Text under study:
┄┄┄┄┄┄┄┄┄┄
1.7 DEFINITION OF TERMS
Atrial Fibrillation (AFib or AF) – A type of irregular heartbeat that occurs when the upper chambers of the heart beat very fast and unpredictably, producing an irregular heartbeat.
Autonomic Reflex Testing – A series of tests that monitor blood pressure, blood flow, heart rate, skin temperature, and sweating in response to stimuli to determine if the autonomic nervous system is functioning normally.
Bradycardia – A slower than normal heart rate of under 60 beats per minute.
Cardiologist – A doctor who specializes in diagnosing, treating, and preventing diseases in the heart and blood vessels.
Cryptogenic Stroke – A stroke of unknown cause.
Echocardiogram – A device that provides a “moving” picture of the heart, heart valves, and how the heart is pumping.
Electrocardiogram (ECG) – A test that records the heart’s electrical activity.
Electroencephalogram (EEG) – A test that records brain wave activity to help determine where seizures may occur.
Electrophysiologist – A cardiologist who specializes in diagnosing and treating abnormal heartbeats, including when the heart beats too fast, too slow, or in a way that pumps blood inefficiently.
Electrophysiology (EP) Study – A test that reproduces abnormal heart rhythms and extra heartbeats so the heart’s electrical impulses and responses to the heartbeats can be evaluated.
Heart Palpitations – Sensations that feel like the heart is pounding, racing, fluttering, skipping, or adding a beat.
Hemodynamic Testing – A test that evaluates the blood flow and pressure when the heart muscle contracts and pumps blood throughout the body.
1.8 PROJECT REPORT ORGANIZATION
The organization of the project report is well detailed and vast in its coverage. It covers all the activities encountered during the research work. The first chapter is the introductory chapter, which covers the background, project objectives, scope of the project, constraints and block diagram overview of the states. Chapter two presents the literature review. Chapter three covers the system analysis and design including the design methodology in block diagram form, implementation, which shows the component layout, the wiring schedule, the wiring diagram and the complete schematic diagram. Chapter four covers the testing and integration of the project design. The system testing was first carried out in a laboratory. Chapter five is the Conclusion, which includes the summary of achievements, problems encountered during project design, recommendation and suggestion for further improvement.
CHAPTER FIVE
5.1 CONCLUSION
After the design and construction of the heart rate monitor, it was put to test. Test results show an accuracy comparable to the low-cost materials. This system measures heart rate efficiently in a short time and with less expense without using time consuming and expensive clinical pulse detection systems. It is a very efficient system and very easy to handle and thus provides great flexibility and serves as a great improvement over other conventional monitoring system. The main objective of this paper is to present the idea that can help many dying patients who can be saved by regular monitoring of the heart rate. Emergency service can be helpful to get an ambulance to the doorstep which in turn will be beneficial for those who stay alone in a house. The patient just has to use it in their hand to get the optimal result.
5.2 RECOMMENDATION
The proposed theory can help the patient to be more careful and reduce the chance of dying without proper medical treatment. Therefore, we propose and highly recommend working on this research work to get it implemented for the future work.
For comfortable and ongoing patient monitoring, extend compatibility to a range of wearable technology, such as smartwatches, chest straps, and ECG patches.
For comprehensive health monitoring, enable multi-sensor fusion by combining ECG with additional health indicators (such as blood pressure, body temperature, and oxygen saturation).
┄┄┄┄┄┄┄┄┄┄
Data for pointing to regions
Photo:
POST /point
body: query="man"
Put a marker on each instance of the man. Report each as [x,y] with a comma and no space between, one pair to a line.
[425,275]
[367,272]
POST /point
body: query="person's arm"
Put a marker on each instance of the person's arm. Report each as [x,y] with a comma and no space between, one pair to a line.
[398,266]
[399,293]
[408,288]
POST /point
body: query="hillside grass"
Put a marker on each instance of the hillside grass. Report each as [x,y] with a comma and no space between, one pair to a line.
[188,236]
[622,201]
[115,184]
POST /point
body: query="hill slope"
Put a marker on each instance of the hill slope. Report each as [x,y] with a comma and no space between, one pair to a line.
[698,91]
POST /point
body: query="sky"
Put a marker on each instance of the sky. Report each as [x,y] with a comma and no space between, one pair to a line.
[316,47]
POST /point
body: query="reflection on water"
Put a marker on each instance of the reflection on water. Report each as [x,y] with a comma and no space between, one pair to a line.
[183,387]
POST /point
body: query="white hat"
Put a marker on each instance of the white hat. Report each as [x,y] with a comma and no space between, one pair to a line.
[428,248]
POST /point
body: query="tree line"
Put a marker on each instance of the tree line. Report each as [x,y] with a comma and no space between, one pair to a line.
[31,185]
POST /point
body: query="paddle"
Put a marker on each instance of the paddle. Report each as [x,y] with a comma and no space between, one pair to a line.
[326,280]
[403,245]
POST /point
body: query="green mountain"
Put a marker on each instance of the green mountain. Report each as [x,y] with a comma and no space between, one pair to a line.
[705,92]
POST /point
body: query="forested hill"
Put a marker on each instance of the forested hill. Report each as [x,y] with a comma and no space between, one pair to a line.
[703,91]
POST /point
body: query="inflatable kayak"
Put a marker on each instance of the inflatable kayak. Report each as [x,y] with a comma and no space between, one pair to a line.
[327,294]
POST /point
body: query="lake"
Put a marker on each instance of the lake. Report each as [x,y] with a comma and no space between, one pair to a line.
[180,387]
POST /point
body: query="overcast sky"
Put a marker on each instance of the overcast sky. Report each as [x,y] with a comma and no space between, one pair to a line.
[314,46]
┄┄┄┄┄┄┄┄┄┄
Work order A: According to the heart rate monitor report, where was the system testing first carried out?
Work order B: Echo the stretch of the heart rate monitor report from "Echocardiogram – A" through "adding a beat.".

Response A: In a laboratory.

Response B:
Echocardiogram – A device that provides a “moving” picture of the heart, heart valves, and how the heart is pumping.
Electrocardiogram (ECG) – A test that records the heart’s electrical activity.
Electroencephalogram (EEG) – A test that records brain wave activity to help determine where seizures may occur.
Electrophysiologist – A cardiologist who specializes in diagnosing and treating abnormal heartbeats, including when the heart beats too fast, too slow, or in a way that pumps blood inefficiently.
Electrophysiology (EP) Study – A test that reproduces abnormal heart rhythms and extra heartbeats so the heart’s electrical impulses and responses to the heartbeats can be evaluated.
Heart Palpitations – Sensations that feel like the heart is pounding, racing, fluttering, skipping, or adding a beat.